OpenAI announces next-generation audio models to power voice agents

In recent months, OpenAI has released several new tools, including Operator, Deep Research, Computer-Using Agents, and the Responses API, focusing on text-based agents. Today, OpenAI announced new speech-to-text and text-to-speech audio models in the API, enabling developers to create more powerful, customizable, and expressive voice agents than ever before.

OpenAI's new speech-to-text models, gpt-4o-transcribe and gpt-4o-mini-transcribe, offer significant improvements in word error rate, language recognition, and accuracy compared to OpenAI's existing Whisper models. These advancements were achieved through reinforcement learning and extensive mid-training using diverse and high-quality audio datasets.

OpenAI claims that these new audio models can better understand speech nuances, reduce misrecognitions, and improve transcription reliability even when the input audio involve accents, noisy environments, and varying speech speeds.

The gpt-4o-mini-tts is the latest text-to-speech model, offering improved steerability. Developers can now instruct the model on how to articulate the text content. However, for now, the text-to-speech model is limited to artificial, preset voices.

# Exercise
Answer these from the OpenAI audio models announcement:
(a) What are the names of the two new speech-to-text models?
(b) How were their improvements over the Whisper models achieved?
(c) What voices is gpt-4o-mini-tts currently limited to?

# Data listing
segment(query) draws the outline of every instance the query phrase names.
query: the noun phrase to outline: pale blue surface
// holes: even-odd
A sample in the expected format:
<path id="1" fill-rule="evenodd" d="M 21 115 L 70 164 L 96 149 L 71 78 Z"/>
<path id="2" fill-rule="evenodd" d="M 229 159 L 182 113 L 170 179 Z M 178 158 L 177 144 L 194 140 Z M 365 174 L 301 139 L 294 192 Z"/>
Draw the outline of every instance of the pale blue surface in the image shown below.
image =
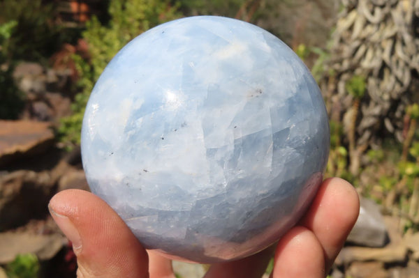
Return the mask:
<path id="1" fill-rule="evenodd" d="M 295 224 L 321 181 L 329 128 L 318 87 L 284 43 L 196 17 L 144 33 L 109 63 L 82 152 L 91 190 L 144 246 L 212 263 Z"/>

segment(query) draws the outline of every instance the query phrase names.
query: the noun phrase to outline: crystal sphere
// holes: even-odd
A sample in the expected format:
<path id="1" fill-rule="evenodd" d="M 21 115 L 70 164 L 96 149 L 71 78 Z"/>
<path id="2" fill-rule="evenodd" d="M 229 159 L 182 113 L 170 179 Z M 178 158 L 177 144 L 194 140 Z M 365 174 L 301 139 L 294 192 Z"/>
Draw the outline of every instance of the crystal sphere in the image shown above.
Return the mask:
<path id="1" fill-rule="evenodd" d="M 143 33 L 89 100 L 83 166 L 94 193 L 145 248 L 211 263 L 272 245 L 322 181 L 319 88 L 267 31 L 200 16 Z"/>

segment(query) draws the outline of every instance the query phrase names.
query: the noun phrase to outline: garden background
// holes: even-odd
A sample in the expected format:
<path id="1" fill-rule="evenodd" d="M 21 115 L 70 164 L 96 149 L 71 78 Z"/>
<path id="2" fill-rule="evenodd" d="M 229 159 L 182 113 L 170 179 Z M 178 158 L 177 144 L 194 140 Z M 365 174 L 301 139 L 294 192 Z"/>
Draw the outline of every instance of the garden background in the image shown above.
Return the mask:
<path id="1" fill-rule="evenodd" d="M 353 235 L 330 276 L 419 276 L 419 0 L 3 0 L 0 277 L 75 277 L 47 205 L 60 190 L 88 190 L 80 131 L 93 86 L 132 38 L 198 15 L 267 29 L 319 84 L 331 132 L 325 176 L 353 184 L 383 238 Z M 206 269 L 175 266 L 185 278 Z"/>

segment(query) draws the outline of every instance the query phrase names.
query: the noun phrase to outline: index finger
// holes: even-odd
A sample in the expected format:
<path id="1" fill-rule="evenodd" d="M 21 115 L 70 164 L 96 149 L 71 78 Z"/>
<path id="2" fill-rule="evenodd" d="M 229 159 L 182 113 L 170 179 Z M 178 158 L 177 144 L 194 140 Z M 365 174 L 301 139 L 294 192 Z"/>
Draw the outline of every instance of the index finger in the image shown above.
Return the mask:
<path id="1" fill-rule="evenodd" d="M 360 200 L 355 188 L 339 178 L 325 180 L 300 224 L 312 231 L 323 247 L 330 269 L 358 219 Z"/>

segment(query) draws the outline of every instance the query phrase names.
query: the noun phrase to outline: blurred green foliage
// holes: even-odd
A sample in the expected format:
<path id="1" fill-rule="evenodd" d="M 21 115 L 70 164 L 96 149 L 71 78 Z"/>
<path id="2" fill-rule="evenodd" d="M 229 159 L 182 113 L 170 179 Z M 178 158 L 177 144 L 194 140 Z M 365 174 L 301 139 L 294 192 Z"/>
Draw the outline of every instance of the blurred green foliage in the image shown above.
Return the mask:
<path id="1" fill-rule="evenodd" d="M 6 267 L 8 278 L 36 278 L 39 272 L 39 261 L 33 254 L 20 254 Z"/>
<path id="2" fill-rule="evenodd" d="M 58 129 L 61 141 L 68 146 L 80 144 L 84 107 L 94 84 L 117 52 L 128 41 L 149 29 L 178 18 L 179 4 L 167 0 L 111 0 L 110 20 L 103 24 L 93 17 L 82 36 L 89 45 L 90 59 L 75 54 L 73 59 L 81 77 L 78 93 L 72 105 L 73 114 L 63 118 Z"/>
<path id="3" fill-rule="evenodd" d="M 6 53 L 9 59 L 43 61 L 68 39 L 54 24 L 56 12 L 52 3 L 42 0 L 0 1 L 0 23 L 15 21 Z"/>
<path id="4" fill-rule="evenodd" d="M 365 93 L 367 82 L 365 77 L 360 75 L 354 75 L 345 85 L 348 93 L 355 98 L 361 98 Z"/>
<path id="5" fill-rule="evenodd" d="M 10 20 L 0 24 L 0 118 L 15 119 L 24 107 L 24 96 L 13 78 L 13 64 L 7 52 L 17 22 Z"/>

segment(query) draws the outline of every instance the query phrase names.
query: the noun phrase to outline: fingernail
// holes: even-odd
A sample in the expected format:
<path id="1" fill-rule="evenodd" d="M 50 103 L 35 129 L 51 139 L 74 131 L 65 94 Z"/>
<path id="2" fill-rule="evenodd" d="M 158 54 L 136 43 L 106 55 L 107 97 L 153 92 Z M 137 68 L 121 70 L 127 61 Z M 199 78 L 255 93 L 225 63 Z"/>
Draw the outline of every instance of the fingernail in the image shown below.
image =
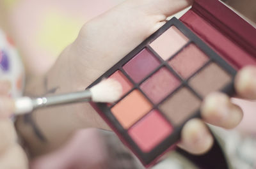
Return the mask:
<path id="1" fill-rule="evenodd" d="M 235 87 L 238 94 L 246 98 L 256 98 L 256 68 L 248 66 L 242 70 L 237 76 Z"/>
<path id="2" fill-rule="evenodd" d="M 205 124 L 199 119 L 193 119 L 189 121 L 184 126 L 184 130 L 187 134 L 184 135 L 187 138 L 188 144 L 198 144 L 202 142 L 205 136 L 209 135 L 209 131 L 205 126 Z"/>
<path id="3" fill-rule="evenodd" d="M 228 121 L 227 121 L 225 128 L 226 129 L 232 129 L 235 128 L 240 123 L 243 119 L 243 114 L 242 109 L 236 105 L 232 105 L 230 108 L 230 115 L 228 117 Z"/>

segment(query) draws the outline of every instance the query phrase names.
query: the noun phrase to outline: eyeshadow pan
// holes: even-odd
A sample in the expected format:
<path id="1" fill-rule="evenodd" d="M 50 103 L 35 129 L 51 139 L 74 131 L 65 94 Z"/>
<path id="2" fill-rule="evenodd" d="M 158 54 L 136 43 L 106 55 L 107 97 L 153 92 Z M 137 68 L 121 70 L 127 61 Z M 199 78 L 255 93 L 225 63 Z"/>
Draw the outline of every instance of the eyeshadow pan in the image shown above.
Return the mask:
<path id="1" fill-rule="evenodd" d="M 202 97 L 220 91 L 230 83 L 232 78 L 216 63 L 211 63 L 189 82 L 189 85 Z"/>
<path id="2" fill-rule="evenodd" d="M 165 61 L 178 52 L 188 41 L 188 38 L 173 26 L 150 45 Z"/>
<path id="3" fill-rule="evenodd" d="M 143 82 L 140 87 L 155 104 L 170 94 L 180 84 L 166 68 L 163 68 Z"/>
<path id="4" fill-rule="evenodd" d="M 117 80 L 122 85 L 123 96 L 132 89 L 132 84 L 120 70 L 115 72 L 109 78 Z"/>
<path id="5" fill-rule="evenodd" d="M 173 58 L 169 64 L 182 78 L 188 78 L 208 61 L 209 57 L 194 43 L 191 43 Z"/>
<path id="6" fill-rule="evenodd" d="M 133 126 L 128 133 L 143 151 L 148 152 L 171 134 L 172 130 L 172 126 L 154 110 Z"/>
<path id="7" fill-rule="evenodd" d="M 125 72 L 138 83 L 160 64 L 159 61 L 147 48 L 143 49 L 123 67 Z"/>
<path id="8" fill-rule="evenodd" d="M 124 128 L 128 129 L 152 108 L 142 93 L 134 90 L 114 106 L 111 112 Z"/>
<path id="9" fill-rule="evenodd" d="M 174 125 L 180 125 L 199 108 L 200 100 L 183 87 L 160 105 L 160 110 Z"/>

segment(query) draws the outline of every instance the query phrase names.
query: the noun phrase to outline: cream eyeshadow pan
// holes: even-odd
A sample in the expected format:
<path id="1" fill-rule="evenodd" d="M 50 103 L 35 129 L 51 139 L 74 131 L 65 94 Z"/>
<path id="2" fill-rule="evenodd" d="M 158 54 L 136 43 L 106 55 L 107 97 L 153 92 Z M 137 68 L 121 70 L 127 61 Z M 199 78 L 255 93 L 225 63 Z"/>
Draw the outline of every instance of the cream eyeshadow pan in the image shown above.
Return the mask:
<path id="1" fill-rule="evenodd" d="M 236 73 L 173 18 L 92 84 L 115 78 L 122 98 L 92 105 L 147 165 L 179 141 L 186 122 L 200 117 L 204 97 L 234 92 Z"/>

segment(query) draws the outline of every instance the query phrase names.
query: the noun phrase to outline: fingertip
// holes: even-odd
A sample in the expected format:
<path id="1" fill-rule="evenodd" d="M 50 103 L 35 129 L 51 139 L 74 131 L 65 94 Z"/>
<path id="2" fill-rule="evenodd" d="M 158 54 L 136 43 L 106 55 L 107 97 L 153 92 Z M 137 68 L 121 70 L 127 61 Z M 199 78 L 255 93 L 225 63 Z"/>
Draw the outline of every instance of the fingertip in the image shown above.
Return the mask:
<path id="1" fill-rule="evenodd" d="M 204 120 L 211 124 L 226 129 L 236 127 L 241 121 L 242 109 L 231 103 L 227 94 L 214 92 L 207 96 L 201 107 Z"/>
<path id="2" fill-rule="evenodd" d="M 213 145 L 213 138 L 209 130 L 204 122 L 198 119 L 190 120 L 185 124 L 181 140 L 179 146 L 194 154 L 204 154 Z"/>
<path id="3" fill-rule="evenodd" d="M 241 97 L 256 99 L 255 66 L 246 66 L 237 73 L 235 78 L 235 88 Z"/>

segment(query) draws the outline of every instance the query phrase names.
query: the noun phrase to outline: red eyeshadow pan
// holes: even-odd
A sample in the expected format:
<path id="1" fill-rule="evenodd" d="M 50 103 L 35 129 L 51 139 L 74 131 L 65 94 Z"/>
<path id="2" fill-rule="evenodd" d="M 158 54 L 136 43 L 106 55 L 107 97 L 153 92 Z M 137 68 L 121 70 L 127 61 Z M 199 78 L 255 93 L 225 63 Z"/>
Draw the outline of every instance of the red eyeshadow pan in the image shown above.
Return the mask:
<path id="1" fill-rule="evenodd" d="M 172 126 L 156 110 L 152 110 L 129 131 L 129 135 L 144 152 L 149 152 L 172 132 Z"/>
<path id="2" fill-rule="evenodd" d="M 123 68 L 130 77 L 138 83 L 153 71 L 159 64 L 159 61 L 154 54 L 148 49 L 144 48 L 124 65 Z"/>
<path id="3" fill-rule="evenodd" d="M 154 103 L 157 104 L 180 84 L 179 80 L 170 71 L 163 68 L 143 82 L 140 87 Z"/>
<path id="4" fill-rule="evenodd" d="M 110 78 L 115 79 L 120 83 L 123 89 L 123 95 L 125 94 L 132 89 L 132 84 L 125 77 L 125 76 L 119 70 L 115 72 L 109 77 Z"/>
<path id="5" fill-rule="evenodd" d="M 169 64 L 182 78 L 188 78 L 208 61 L 208 57 L 195 44 L 191 43 L 172 59 Z"/>

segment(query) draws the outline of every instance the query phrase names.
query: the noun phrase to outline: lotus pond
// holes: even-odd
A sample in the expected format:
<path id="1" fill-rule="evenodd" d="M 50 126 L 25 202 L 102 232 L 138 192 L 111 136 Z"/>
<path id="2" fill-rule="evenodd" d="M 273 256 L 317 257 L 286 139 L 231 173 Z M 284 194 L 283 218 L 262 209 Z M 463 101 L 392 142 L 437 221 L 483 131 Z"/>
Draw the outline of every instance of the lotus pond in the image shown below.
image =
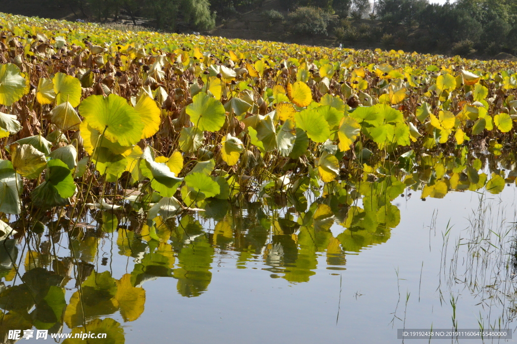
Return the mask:
<path id="1" fill-rule="evenodd" d="M 383 182 L 363 185 L 386 197 Z M 73 230 L 54 218 L 3 242 L 2 335 L 85 326 L 110 336 L 92 342 L 396 343 L 404 323 L 514 327 L 514 187 L 425 202 L 401 189 L 384 224 L 378 211 L 368 218 L 367 197 L 343 206 L 321 195 L 214 200 L 154 230 L 119 210 L 93 210 Z"/>
<path id="2" fill-rule="evenodd" d="M 0 13 L 0 340 L 515 328 L 516 70 Z"/>

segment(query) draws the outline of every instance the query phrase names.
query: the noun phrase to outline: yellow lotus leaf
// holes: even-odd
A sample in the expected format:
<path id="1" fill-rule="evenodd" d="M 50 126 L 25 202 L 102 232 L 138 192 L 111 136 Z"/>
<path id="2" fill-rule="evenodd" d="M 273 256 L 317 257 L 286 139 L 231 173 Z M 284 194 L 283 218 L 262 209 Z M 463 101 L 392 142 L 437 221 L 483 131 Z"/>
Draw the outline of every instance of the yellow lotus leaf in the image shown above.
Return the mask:
<path id="1" fill-rule="evenodd" d="M 134 321 L 144 312 L 145 291 L 142 288 L 133 287 L 130 274 L 125 274 L 116 280 L 117 292 L 115 300 L 124 321 Z"/>
<path id="2" fill-rule="evenodd" d="M 143 95 L 139 99 L 134 109 L 140 115 L 144 124 L 142 138 L 150 138 L 158 132 L 161 123 L 161 111 L 157 106 L 156 102 L 148 96 Z"/>
<path id="3" fill-rule="evenodd" d="M 287 84 L 287 96 L 294 104 L 300 107 L 308 106 L 312 101 L 311 89 L 301 81 Z"/>
<path id="4" fill-rule="evenodd" d="M 444 74 L 436 78 L 436 87 L 442 91 L 444 89 L 454 89 L 456 88 L 456 79 L 450 74 Z"/>
<path id="5" fill-rule="evenodd" d="M 296 109 L 291 103 L 279 103 L 277 104 L 276 110 L 277 114 L 281 120 L 290 119 L 293 123 L 295 122 L 294 114 L 296 113 Z"/>
<path id="6" fill-rule="evenodd" d="M 320 177 L 325 183 L 332 182 L 339 173 L 339 161 L 337 158 L 326 152 L 319 158 L 314 159 L 314 166 L 317 168 Z"/>
<path id="7" fill-rule="evenodd" d="M 61 131 L 77 130 L 79 129 L 81 118 L 72 104 L 65 101 L 50 112 L 50 122 Z"/>
<path id="8" fill-rule="evenodd" d="M 338 130 L 340 150 L 345 152 L 350 149 L 350 146 L 357 138 L 360 129 L 357 121 L 352 117 L 347 116 L 341 118 Z"/>
<path id="9" fill-rule="evenodd" d="M 181 152 L 175 151 L 165 163 L 171 169 L 171 172 L 178 175 L 183 169 L 183 156 L 181 155 Z"/>
<path id="10" fill-rule="evenodd" d="M 513 127 L 512 117 L 507 113 L 501 113 L 494 116 L 494 123 L 501 132 L 508 132 Z"/>
<path id="11" fill-rule="evenodd" d="M 56 98 L 54 83 L 50 79 L 40 78 L 38 82 L 38 92 L 36 98 L 40 104 L 50 104 Z"/>
<path id="12" fill-rule="evenodd" d="M 54 84 L 54 92 L 56 94 L 56 104 L 68 101 L 75 108 L 81 102 L 82 88 L 79 79 L 58 72 L 54 76 L 52 83 Z"/>
<path id="13" fill-rule="evenodd" d="M 223 138 L 221 141 L 221 157 L 230 166 L 234 165 L 239 161 L 240 152 L 244 149 L 242 141 L 230 134 Z"/>
<path id="14" fill-rule="evenodd" d="M 406 89 L 403 87 L 396 88 L 390 87 L 388 92 L 392 104 L 398 104 L 406 98 Z"/>
<path id="15" fill-rule="evenodd" d="M 461 70 L 461 75 L 463 77 L 463 83 L 468 86 L 474 85 L 479 81 L 479 76 L 463 69 Z"/>
<path id="16" fill-rule="evenodd" d="M 465 133 L 461 128 L 458 128 L 454 134 L 454 139 L 458 144 L 463 144 L 465 141 Z"/>

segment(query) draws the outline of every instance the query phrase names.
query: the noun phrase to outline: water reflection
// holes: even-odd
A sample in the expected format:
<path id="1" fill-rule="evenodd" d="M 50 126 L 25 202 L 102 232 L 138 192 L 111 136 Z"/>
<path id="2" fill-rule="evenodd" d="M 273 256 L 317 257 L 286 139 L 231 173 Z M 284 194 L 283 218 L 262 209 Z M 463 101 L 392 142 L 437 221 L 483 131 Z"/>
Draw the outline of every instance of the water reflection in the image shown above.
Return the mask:
<path id="1" fill-rule="evenodd" d="M 19 232 L 0 242 L 0 339 L 10 342 L 9 330 L 69 332 L 66 326 L 73 333 L 106 332 L 112 342 L 123 342 L 122 325 L 110 317 L 139 318 L 146 282 L 173 278 L 178 294 L 199 296 L 210 288 L 218 260 L 230 251 L 236 268 L 260 261 L 271 278 L 294 283 L 309 282 L 318 264 L 344 270 L 347 255 L 390 238 L 401 220 L 393 204 L 401 196 L 407 200 L 416 190 L 424 200 L 483 188 L 500 192 L 517 173 L 512 156 L 497 159 L 466 150 L 457 156 L 410 152 L 397 168 L 384 161 L 310 192 L 308 182 L 298 193 L 272 189 L 262 199 L 203 201 L 197 205 L 204 212 L 178 217 L 148 221 L 134 211 L 135 204 L 92 210 L 75 227 L 66 213 L 38 219 L 31 232 L 13 224 Z M 112 264 L 124 257 L 126 273 L 114 275 Z"/>

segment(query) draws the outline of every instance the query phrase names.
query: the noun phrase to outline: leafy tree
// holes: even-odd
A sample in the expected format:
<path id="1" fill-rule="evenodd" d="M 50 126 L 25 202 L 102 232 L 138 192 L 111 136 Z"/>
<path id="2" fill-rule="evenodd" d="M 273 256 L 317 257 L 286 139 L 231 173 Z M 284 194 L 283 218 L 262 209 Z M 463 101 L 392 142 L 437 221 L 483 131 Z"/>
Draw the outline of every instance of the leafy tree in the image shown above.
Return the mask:
<path id="1" fill-rule="evenodd" d="M 334 0 L 332 3 L 332 7 L 337 14 L 346 18 L 350 12 L 352 5 L 352 0 Z"/>
<path id="2" fill-rule="evenodd" d="M 327 11 L 315 7 L 298 7 L 287 18 L 291 32 L 299 35 L 326 35 L 330 20 Z"/>
<path id="3" fill-rule="evenodd" d="M 369 0 L 352 0 L 352 16 L 356 19 L 365 17 L 371 8 Z"/>

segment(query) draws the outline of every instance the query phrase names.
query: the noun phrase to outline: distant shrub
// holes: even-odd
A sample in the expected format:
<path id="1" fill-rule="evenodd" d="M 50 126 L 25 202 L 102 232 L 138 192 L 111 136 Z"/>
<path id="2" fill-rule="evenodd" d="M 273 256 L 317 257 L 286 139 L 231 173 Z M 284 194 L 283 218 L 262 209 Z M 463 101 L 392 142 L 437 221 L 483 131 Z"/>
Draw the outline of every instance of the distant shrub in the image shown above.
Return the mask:
<path id="1" fill-rule="evenodd" d="M 284 15 L 276 9 L 270 9 L 267 11 L 264 11 L 262 12 L 262 15 L 264 16 L 266 19 L 271 21 L 273 20 L 284 20 Z"/>
<path id="2" fill-rule="evenodd" d="M 391 34 L 384 34 L 381 38 L 381 43 L 384 48 L 388 48 L 395 43 L 395 37 Z"/>
<path id="3" fill-rule="evenodd" d="M 352 0 L 350 14 L 354 20 L 359 20 L 366 16 L 371 8 L 371 6 L 369 0 Z"/>
<path id="4" fill-rule="evenodd" d="M 345 29 L 341 27 L 336 27 L 334 29 L 334 36 L 339 40 L 343 40 L 345 37 Z"/>
<path id="5" fill-rule="evenodd" d="M 452 44 L 451 52 L 454 55 L 465 56 L 476 52 L 474 42 L 470 39 L 464 39 Z"/>
<path id="6" fill-rule="evenodd" d="M 287 15 L 291 33 L 297 35 L 327 35 L 330 15 L 321 8 L 298 7 Z"/>

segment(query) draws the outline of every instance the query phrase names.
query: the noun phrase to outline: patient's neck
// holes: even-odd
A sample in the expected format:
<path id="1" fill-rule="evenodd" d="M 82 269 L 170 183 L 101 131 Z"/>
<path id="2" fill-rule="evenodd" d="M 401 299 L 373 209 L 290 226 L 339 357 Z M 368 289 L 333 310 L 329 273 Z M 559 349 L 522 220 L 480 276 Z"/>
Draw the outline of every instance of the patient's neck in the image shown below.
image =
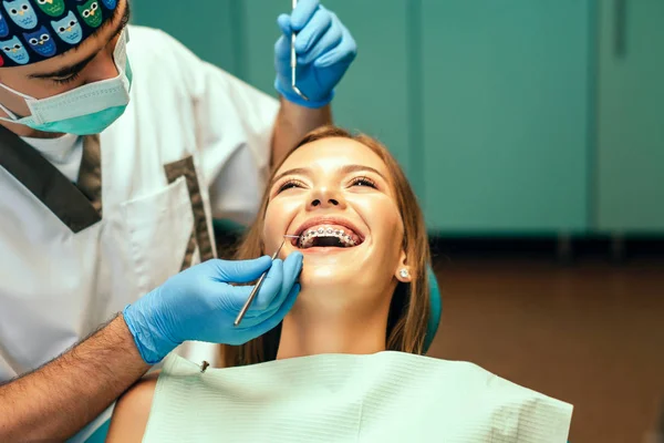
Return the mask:
<path id="1" fill-rule="evenodd" d="M 390 297 L 365 297 L 373 300 L 382 298 L 383 306 L 377 307 L 375 303 L 357 306 L 362 298 L 363 295 L 317 293 L 303 289 L 298 302 L 283 319 L 277 359 L 384 351 Z"/>

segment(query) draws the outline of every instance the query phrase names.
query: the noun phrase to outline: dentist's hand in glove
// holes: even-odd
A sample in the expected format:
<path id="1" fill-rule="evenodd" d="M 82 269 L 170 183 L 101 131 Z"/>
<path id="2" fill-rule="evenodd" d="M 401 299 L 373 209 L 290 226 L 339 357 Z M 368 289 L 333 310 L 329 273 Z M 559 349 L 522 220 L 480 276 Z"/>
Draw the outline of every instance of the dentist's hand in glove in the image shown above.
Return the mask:
<path id="1" fill-rule="evenodd" d="M 242 322 L 234 321 L 257 280 L 270 269 Z M 208 260 L 189 268 L 124 309 L 134 341 L 149 364 L 159 362 L 184 341 L 242 344 L 273 329 L 300 291 L 295 282 L 302 254 L 286 260 L 269 256 L 253 260 Z"/>
<path id="2" fill-rule="evenodd" d="M 277 20 L 283 35 L 274 45 L 277 80 L 274 87 L 288 101 L 305 107 L 322 107 L 332 101 L 334 87 L 355 60 L 357 45 L 334 12 L 319 0 L 300 0 L 289 14 Z M 291 86 L 291 33 L 297 33 L 297 86 L 309 101 Z"/>

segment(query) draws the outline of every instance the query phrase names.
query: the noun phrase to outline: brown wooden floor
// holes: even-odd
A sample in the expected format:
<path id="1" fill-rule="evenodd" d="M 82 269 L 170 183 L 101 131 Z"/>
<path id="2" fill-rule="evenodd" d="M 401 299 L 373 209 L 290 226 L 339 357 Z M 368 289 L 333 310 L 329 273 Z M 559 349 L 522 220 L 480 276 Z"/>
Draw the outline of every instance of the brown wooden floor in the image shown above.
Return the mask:
<path id="1" fill-rule="evenodd" d="M 664 261 L 436 261 L 429 354 L 574 405 L 571 443 L 654 442 L 664 401 Z"/>

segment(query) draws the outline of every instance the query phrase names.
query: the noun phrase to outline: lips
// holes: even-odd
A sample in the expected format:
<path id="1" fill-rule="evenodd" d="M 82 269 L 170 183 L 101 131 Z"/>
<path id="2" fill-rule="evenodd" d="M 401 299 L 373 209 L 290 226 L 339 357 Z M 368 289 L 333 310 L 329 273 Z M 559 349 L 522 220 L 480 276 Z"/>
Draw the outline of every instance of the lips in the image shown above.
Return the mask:
<path id="1" fill-rule="evenodd" d="M 321 229 L 321 228 L 330 228 L 334 227 L 336 229 L 343 229 L 345 234 L 350 235 L 353 241 L 356 245 L 360 245 L 364 241 L 366 235 L 351 220 L 343 217 L 313 217 L 304 222 L 302 225 L 298 227 L 294 235 L 297 238 L 291 238 L 291 244 L 293 246 L 298 245 L 298 241 L 302 237 L 302 235 L 307 234 L 310 229 Z"/>

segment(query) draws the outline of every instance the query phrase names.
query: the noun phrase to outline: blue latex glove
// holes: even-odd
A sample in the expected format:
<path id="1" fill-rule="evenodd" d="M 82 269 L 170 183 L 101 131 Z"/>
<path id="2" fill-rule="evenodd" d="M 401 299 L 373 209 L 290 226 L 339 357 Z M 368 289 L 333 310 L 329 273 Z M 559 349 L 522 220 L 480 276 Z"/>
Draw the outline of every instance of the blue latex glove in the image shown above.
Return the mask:
<path id="1" fill-rule="evenodd" d="M 258 279 L 270 269 L 238 327 L 234 321 L 253 286 L 231 286 Z M 189 268 L 124 309 L 141 357 L 159 362 L 184 341 L 242 344 L 281 322 L 300 292 L 295 282 L 302 254 L 286 260 L 208 260 Z"/>
<path id="2" fill-rule="evenodd" d="M 277 20 L 283 35 L 274 45 L 274 87 L 288 101 L 305 107 L 322 107 L 332 101 L 334 87 L 355 60 L 357 45 L 334 12 L 319 0 L 301 0 L 291 16 Z M 309 102 L 291 87 L 290 45 L 295 38 L 297 86 Z"/>

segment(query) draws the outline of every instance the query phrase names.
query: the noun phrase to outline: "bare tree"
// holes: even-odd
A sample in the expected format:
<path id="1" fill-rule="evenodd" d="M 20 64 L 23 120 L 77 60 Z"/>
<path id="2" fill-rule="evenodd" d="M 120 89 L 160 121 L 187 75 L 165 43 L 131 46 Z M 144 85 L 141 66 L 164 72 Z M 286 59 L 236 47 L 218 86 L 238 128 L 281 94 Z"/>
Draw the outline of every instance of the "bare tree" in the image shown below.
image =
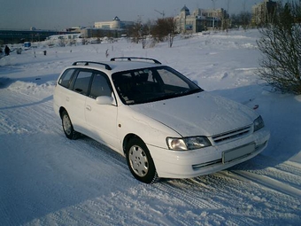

# Task output
(a) gpt-4o-transcribe and gpt-4o-mini-transcribe.
(b) Through reinforcement learning and extensive mid-training using diverse and high-quality audio datasets.
(c) Artificial, preset voices.